### RECORDS SUPPLIED ###

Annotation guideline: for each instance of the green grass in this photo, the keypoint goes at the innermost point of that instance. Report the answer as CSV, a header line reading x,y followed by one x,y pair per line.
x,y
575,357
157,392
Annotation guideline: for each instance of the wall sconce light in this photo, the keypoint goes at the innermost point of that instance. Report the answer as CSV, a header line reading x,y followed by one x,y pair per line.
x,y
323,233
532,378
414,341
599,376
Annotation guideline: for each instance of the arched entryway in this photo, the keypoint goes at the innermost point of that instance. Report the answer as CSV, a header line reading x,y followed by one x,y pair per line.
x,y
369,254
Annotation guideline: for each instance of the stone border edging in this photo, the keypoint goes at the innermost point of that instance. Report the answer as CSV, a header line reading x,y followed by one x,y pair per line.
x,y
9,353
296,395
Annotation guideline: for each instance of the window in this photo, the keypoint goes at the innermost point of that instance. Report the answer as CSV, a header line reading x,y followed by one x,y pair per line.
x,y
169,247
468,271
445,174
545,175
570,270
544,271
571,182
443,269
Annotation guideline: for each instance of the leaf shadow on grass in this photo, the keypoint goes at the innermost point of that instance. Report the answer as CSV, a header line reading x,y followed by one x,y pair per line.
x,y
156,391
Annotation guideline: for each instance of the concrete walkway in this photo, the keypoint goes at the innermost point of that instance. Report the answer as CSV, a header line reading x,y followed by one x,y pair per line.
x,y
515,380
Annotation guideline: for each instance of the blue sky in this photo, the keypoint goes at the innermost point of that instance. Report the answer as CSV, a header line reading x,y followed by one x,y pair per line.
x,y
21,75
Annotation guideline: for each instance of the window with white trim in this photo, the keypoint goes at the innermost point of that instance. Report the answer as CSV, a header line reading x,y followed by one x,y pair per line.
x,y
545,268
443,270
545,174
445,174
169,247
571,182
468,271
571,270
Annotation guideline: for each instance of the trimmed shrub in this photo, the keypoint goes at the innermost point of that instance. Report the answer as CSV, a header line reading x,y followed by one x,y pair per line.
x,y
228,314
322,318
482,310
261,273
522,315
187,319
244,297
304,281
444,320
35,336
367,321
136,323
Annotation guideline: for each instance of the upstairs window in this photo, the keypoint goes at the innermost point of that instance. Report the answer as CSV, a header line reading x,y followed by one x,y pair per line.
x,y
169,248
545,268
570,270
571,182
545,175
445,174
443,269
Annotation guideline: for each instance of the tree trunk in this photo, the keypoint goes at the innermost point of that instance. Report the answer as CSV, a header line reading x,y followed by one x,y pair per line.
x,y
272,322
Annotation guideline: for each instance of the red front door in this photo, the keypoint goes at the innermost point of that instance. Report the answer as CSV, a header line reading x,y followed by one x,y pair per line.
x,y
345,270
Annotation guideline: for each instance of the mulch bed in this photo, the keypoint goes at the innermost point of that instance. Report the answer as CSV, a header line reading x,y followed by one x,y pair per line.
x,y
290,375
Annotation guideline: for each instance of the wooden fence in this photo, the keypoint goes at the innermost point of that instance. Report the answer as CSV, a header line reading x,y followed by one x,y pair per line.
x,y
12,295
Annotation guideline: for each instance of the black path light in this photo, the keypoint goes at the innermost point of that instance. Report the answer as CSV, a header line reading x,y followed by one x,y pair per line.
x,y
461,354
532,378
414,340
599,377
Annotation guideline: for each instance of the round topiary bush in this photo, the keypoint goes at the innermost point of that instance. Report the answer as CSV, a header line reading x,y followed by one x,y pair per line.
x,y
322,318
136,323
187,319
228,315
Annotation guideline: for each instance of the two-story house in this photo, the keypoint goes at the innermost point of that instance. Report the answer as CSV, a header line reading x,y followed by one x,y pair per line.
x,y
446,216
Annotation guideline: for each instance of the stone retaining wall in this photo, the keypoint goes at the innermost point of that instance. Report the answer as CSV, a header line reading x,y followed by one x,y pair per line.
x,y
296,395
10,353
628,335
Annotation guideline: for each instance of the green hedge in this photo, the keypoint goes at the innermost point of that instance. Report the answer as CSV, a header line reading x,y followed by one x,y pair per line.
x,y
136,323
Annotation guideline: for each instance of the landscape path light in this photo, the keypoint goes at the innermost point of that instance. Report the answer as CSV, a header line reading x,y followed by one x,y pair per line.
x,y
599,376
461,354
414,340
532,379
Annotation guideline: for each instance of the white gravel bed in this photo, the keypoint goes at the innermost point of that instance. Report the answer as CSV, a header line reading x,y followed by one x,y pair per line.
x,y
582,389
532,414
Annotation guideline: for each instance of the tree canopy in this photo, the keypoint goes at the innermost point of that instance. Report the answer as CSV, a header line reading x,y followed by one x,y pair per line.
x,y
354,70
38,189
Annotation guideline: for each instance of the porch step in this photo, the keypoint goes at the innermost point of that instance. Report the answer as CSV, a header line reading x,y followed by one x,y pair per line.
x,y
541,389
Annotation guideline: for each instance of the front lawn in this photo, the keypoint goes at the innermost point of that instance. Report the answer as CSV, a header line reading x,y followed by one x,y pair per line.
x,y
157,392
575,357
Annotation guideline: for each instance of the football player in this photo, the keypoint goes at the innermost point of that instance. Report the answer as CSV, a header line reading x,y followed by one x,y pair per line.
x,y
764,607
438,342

###

* WORK INSTRUCTIONS *
A word-for-word restatement of the data above is required.

* WRITTEN ANSWER *
Annotation guideline: for each instance of the green grass in this photo, the keypoint goes at the innermost point of that instance. Report the answer as CSV, a header line reading x,y followed by one x,y pair per line.
x,y
575,357
157,392
Annotation guideline: for each instance of the wall sconce light in this photo, the keypoint goes at the innermost point of that instance. Report the answer as CSV, a header line reading x,y followed by one x,y pair per line.
x,y
323,233
532,378
414,341
599,376
Annotation guideline: for each instance of the arched entryway in this photo, the keypoint goes at the innermost point of that instance. Report the answer as CSV, a header line reading x,y followed by one x,y pair per line.
x,y
369,254
Annotation guideline: for each instance of the stone border edging in this photo, the keypoint goes at the innermost point of that instance. Report the answer as CSV, a header line reading x,y followed by one x,y pair per line.
x,y
9,353
296,395
Annotation guideline: for each instance of the window in this photo, the keypoint goes at the innermost point of that instance. Report the answer as CSV, a header line reading x,y followed by one x,y pair per line.
x,y
169,247
468,271
445,174
545,175
570,270
544,271
571,182
443,269
Annotation guideline: for each instance of the leaf shadow on grass in this photo, the keypoint goes at the innermost point of that instance. Report the answer as CSV, a header line reading x,y followed by one x,y pair per line.
x,y
156,391
Annotation guideline: for each instance of the concrete walkway in this photo, the keypoint goes at the innermost point of that instance. Report the answer as CSV, a header line reading x,y followed by one x,y pair per line.
x,y
515,380
Annotation guideline: for each instance of the blue sky in this photo, the keypoint goes at the innermost point of that instance. Report the answer as CSV, a header line reading x,y followed by one x,y pair per line.
x,y
21,75
Annotation guideline: for each instance of the window with white trim in this photo, the keypoint goes at the innermost point of that instance. Report the answer as CSV, a header line reading x,y followed by one x,y pair per line.
x,y
545,268
443,270
545,174
445,174
169,247
571,182
468,271
571,270
Annotation guideline: for each instance of the trimmed shrub in this photo, the keypoint goes at the innermost point of that instance. Report the answer as CSV, a header line reading x,y followed by one x,y pair per line.
x,y
228,314
322,318
482,310
261,273
522,315
187,319
244,297
304,281
444,320
35,336
367,321
136,323
Annotation guideline: for each instance of the upstairs window in this photo, the keypoint goes at the innermost point of that instance. Report the answer as CSV, a header line reading x,y followed by one x,y pair per line.
x,y
169,248
545,268
570,270
571,182
545,175
445,174
443,269
Annotation guideline: for each instance of the tree trunk in this photo, the keypoint goes at the innermost point of that instance. Report the answer as CSV, a header line reading x,y followed by one x,y pair per line.
x,y
272,322
Annotation guideline: for each instance of the red front door in this photo, the keypoint goes at the innermost point of that instance. Report the answer as CSV, a header line reading x,y followed by one x,y pair per line.
x,y
345,270
Annotation guideline: for each instance of the mulch bed in this photo, the keypoint goes at the innermost point of that instance. Report the answer as CSV, a header line reading x,y followed by one x,y pair per line.
x,y
290,375
Annotation guideline: for each instance of the wooden fence in this photo, the keypoint goes at the innermost point of that instance. Report the answer as CSV, a header line reading x,y followed by one x,y pair per line.
x,y
12,295
Annotation guideline: for each instance of the black path light in this photo, the keypoint goes at the innermost point of that instance. Report the answer as CSV, a header line reading x,y followed by one x,y pair per line.
x,y
461,354
532,378
414,340
599,377
Annotation guideline: for each instance of the round topiary bush in this photo, the keypoint goes at the innermost point of that instance. Report the answer as CSV, a header line reading x,y followed by one x,y pair per line.
x,y
322,318
136,323
187,319
228,315
Annotation guideline: for each instance of the two-story house in this photo, the keypoint goes at the innermost point of that instance. Report the answer as CSV, a header line reading x,y followed by one x,y pair per line.
x,y
446,216
Annotation guideline: for each instance of the stone retaining wall in this photo, the keypoint goes at the innermost point of that instance. Report the answer as CSV, a header line reading x,y followed by one x,y pair per line.
x,y
296,395
10,353
628,335
Annotation guideline: for each instance of the green hedge in this photo, the keypoint goes at the innermost point of that instance. Report the answer as CSV, a header line reading x,y followed by one x,y pair per line.
x,y
136,323
Annotation guideline: for each instance of the landscape path light in this photo, the keypoint goes at the innermost point of that instance. Report the answer as CSV, a header line reading x,y followed by one x,y pair per line.
x,y
599,376
461,354
414,340
532,379
Annotation guideline: for each instance of the white gravel bed in this photo, the keypoint goes at the innermost point of that instance. Report the answer as CSV, a header line reading x,y followed by one x,y pair per line.
x,y
582,389
532,414
Annotation guideline: for each instance of the tree canopy in this photo, the keypoint goes at the innermost point of that instance. Report the answer as CSV, a header line reading x,y followed by one x,y pair per line.
x,y
354,70
38,189
Annotation guideline: for each instance of the porch step in this photo, the keypoint goes at the innermost point of that instance. Report the answer as CSV, a header line reading x,y followed by one x,y pair per line.
x,y
541,389
Annotation guideline: for each instance of the front lawn in this photo, the keypoint goes at the innermost point of that instance. Report the answer as CSV, a header line reading x,y followed by one x,y pair per line.
x,y
157,392
575,357
Annotation guideline: for each instance of the football player in this photo, the keypoint goes at the innermost point of that instance. Report the answer as CSV, a header line reading x,y followed by one x,y pair per line.
x,y
764,607
438,342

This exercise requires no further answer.